Extracted text -

──────

By Allergen Bureau

Can ‘early introduction’ also prevent coeliac disease?

There is a growing body of evidence that supports the early introduction of peanut-based foods to infants to prevent peanut allergies, and studies are now looking into the impact of early introduction of other main allergens. A study led by King’s College London is the first to find that introducing high doses of gluten early in a child’s life could offer protection against coeliac disease.

A total of 1,004 infants from the general population of England and Wales were enrolled in the study and were all breast-fed until they were 4 months old. They were then randomised to consume six allergenic foods: cow’s milk, hen’s egg, peanut, sesame, cod fish and wheat in addition to breast milk (intervention group), or, to continue with exclusively with breast milk until 6 months of age (control group), as recommended by UK government guidelines.

──────

Information -
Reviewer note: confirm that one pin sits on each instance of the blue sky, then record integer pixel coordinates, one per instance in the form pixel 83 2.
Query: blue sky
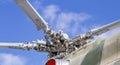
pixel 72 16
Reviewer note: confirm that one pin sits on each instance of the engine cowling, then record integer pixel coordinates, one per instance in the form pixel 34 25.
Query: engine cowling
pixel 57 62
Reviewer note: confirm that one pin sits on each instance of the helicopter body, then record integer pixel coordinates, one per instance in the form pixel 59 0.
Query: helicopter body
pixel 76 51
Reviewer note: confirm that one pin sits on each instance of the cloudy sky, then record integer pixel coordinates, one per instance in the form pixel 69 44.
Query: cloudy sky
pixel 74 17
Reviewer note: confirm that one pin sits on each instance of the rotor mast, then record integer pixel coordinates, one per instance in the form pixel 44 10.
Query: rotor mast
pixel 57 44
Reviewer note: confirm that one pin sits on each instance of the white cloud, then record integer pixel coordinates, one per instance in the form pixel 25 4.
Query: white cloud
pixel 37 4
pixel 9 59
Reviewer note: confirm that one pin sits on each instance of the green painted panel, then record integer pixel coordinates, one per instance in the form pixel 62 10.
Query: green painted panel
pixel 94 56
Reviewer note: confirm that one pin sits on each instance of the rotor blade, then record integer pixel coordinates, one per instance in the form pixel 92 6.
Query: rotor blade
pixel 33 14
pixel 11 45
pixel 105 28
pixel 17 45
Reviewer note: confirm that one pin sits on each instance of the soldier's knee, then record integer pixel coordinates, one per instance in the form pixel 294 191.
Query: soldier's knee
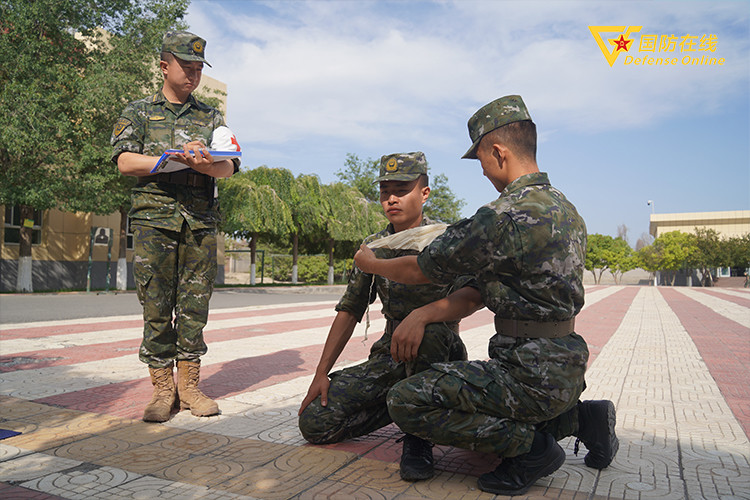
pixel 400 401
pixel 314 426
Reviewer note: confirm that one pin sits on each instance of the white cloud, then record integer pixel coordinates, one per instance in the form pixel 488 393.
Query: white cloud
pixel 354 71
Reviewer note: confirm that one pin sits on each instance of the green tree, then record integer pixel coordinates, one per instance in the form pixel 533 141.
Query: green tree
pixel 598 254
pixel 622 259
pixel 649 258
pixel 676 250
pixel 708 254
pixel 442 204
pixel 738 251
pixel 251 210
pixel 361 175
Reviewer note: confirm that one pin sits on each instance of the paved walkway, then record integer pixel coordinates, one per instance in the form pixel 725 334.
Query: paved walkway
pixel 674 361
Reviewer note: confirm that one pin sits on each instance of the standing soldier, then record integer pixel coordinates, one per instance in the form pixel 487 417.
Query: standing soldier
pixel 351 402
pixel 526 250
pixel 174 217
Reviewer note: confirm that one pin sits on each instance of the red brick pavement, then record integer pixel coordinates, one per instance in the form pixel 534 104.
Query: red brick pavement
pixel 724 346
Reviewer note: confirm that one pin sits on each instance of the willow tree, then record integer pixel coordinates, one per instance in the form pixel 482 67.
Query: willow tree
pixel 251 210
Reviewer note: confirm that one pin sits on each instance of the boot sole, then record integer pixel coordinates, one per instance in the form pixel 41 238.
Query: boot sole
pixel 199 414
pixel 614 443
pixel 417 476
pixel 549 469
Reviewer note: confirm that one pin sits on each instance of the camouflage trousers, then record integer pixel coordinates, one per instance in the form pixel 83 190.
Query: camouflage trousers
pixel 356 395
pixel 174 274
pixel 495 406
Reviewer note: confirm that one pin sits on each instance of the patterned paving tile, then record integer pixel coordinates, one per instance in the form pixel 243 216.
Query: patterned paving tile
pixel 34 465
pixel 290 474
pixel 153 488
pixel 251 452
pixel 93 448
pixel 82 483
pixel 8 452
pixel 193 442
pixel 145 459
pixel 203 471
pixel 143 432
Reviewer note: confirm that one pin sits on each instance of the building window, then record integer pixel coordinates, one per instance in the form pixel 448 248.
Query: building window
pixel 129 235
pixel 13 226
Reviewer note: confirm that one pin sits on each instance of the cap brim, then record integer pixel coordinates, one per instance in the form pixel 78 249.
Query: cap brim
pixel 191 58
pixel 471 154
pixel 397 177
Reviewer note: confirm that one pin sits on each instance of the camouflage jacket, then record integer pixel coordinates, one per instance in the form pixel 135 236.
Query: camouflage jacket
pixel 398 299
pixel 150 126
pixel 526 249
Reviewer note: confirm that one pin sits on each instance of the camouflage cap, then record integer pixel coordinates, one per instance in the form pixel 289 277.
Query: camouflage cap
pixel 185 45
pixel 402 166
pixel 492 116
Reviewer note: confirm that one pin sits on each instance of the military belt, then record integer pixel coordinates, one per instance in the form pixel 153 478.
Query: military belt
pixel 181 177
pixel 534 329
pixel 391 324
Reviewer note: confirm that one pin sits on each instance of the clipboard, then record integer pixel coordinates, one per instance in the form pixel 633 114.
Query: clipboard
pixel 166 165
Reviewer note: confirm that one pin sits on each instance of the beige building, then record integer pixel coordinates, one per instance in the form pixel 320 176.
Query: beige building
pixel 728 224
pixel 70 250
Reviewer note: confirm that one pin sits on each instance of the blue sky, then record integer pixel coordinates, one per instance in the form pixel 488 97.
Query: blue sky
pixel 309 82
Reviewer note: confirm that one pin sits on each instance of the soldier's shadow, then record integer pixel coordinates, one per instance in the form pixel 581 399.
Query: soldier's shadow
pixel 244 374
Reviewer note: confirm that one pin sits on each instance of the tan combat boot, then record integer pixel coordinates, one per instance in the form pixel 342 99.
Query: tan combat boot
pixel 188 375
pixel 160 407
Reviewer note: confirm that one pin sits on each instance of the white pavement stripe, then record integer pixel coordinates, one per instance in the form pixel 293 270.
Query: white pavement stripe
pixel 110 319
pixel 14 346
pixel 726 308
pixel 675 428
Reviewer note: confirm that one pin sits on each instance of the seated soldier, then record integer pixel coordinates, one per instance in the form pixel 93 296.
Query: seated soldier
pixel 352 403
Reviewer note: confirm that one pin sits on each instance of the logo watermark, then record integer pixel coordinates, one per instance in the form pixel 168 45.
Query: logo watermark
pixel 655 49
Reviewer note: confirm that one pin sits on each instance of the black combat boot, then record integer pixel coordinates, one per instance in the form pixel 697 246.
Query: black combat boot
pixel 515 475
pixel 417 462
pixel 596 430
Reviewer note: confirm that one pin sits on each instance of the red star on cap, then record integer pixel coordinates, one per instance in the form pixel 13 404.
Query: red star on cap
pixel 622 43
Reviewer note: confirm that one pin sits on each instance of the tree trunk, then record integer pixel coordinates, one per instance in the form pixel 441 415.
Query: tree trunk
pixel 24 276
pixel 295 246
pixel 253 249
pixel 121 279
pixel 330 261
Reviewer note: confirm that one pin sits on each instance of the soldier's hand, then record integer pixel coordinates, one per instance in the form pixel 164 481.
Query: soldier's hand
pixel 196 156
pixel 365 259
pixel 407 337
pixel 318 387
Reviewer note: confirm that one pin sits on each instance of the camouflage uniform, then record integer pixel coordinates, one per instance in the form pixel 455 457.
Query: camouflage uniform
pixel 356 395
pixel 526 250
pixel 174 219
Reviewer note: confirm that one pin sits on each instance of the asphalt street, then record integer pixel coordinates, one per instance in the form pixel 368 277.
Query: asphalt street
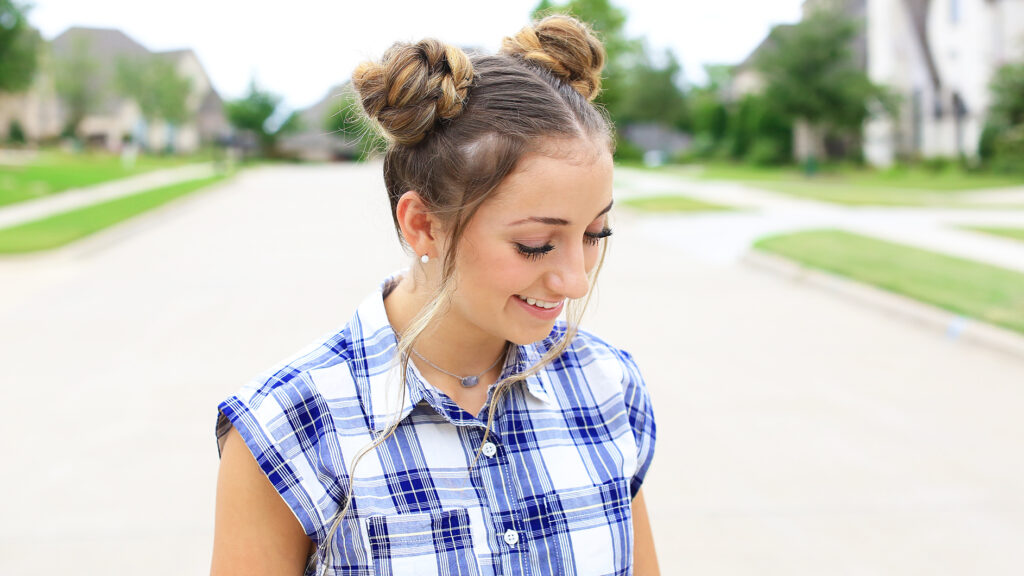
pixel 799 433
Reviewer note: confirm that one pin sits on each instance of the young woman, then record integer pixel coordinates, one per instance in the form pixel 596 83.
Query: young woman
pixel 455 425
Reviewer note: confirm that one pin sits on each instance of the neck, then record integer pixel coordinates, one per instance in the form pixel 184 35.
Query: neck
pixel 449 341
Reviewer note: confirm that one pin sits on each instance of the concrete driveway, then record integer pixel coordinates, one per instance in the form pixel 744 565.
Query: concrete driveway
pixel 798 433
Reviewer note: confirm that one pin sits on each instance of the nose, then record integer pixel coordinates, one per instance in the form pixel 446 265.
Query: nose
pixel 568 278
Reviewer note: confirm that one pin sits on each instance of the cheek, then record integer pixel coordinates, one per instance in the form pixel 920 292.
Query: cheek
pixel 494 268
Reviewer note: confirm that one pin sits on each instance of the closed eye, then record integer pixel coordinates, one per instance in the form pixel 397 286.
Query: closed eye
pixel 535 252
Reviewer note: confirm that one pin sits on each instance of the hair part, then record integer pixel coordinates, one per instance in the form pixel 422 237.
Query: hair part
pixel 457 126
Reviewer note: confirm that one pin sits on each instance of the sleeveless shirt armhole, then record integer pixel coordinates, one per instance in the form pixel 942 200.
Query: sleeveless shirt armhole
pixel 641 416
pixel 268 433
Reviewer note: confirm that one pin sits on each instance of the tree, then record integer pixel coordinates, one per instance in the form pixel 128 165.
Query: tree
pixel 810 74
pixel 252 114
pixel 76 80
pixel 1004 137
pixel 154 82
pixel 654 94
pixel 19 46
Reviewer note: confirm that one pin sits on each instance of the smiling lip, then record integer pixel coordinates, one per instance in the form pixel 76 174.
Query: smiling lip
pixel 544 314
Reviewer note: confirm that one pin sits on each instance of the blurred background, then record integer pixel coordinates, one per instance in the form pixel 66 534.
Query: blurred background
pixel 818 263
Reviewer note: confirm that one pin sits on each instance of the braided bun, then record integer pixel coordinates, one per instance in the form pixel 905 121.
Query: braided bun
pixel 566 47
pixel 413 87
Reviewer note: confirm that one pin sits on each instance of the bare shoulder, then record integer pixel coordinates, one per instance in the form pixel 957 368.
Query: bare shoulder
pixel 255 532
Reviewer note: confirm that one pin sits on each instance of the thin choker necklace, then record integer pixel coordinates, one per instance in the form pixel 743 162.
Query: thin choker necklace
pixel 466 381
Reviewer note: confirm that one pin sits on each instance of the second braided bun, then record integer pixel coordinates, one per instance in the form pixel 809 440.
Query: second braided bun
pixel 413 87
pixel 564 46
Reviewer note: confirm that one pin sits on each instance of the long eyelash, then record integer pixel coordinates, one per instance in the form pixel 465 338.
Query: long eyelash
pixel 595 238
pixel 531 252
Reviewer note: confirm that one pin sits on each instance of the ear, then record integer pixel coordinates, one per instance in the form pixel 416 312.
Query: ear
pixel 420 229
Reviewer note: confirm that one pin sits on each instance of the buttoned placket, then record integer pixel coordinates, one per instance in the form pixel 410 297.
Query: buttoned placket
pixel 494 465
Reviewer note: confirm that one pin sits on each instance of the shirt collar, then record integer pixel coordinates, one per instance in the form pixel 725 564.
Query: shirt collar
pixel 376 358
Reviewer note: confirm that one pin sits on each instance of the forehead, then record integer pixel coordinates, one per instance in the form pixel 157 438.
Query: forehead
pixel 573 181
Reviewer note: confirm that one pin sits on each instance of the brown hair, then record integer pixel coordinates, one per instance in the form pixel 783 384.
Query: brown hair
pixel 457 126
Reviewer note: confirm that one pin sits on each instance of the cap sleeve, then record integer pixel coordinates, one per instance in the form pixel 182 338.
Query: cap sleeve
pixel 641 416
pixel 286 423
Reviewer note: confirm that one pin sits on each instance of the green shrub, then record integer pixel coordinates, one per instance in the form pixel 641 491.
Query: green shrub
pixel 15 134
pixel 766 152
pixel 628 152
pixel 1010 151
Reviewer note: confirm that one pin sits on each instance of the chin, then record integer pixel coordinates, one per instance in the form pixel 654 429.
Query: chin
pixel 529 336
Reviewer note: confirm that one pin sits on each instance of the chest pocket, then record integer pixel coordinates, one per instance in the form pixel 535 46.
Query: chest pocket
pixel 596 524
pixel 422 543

──────

To do -
**A)** In the coeliac disease article, how many infants were enrolled in the study?
**B)** Can you translate this sentence from the coeliac disease article into Spanish: "A total of 1,004 infants from the general population of England and Wales were enrolled in the study and were all breast-fed until they were 4 months old."
**C)** Can you carry the coeliac disease article on past its last sentence?
You can set the lines aside.

Answers to the problems -
**A)** 1,004 infants.

**B)** Un total de 1.004 lactantes de la población general de Inglaterra y Gales fueron inscritos en el estudio y todos fueron amamantados hasta los 4 meses de edad.

**C)**
The weekly recommended dose of wheat for a child was set at 4g of wheat protein and this was usually provided as Weetabix. The families were asked to complete weekly questionnaires through to one year and then every three months until the children reached three years of age.

By age three, seven children in the control group but none of those in the Weetabix group had developed coeliac disease. While these are promising new results, given the small sample size the authors called for more studies to confirm whether early introduction of gluten is an effective strategy to prevent the development of coeliac disease.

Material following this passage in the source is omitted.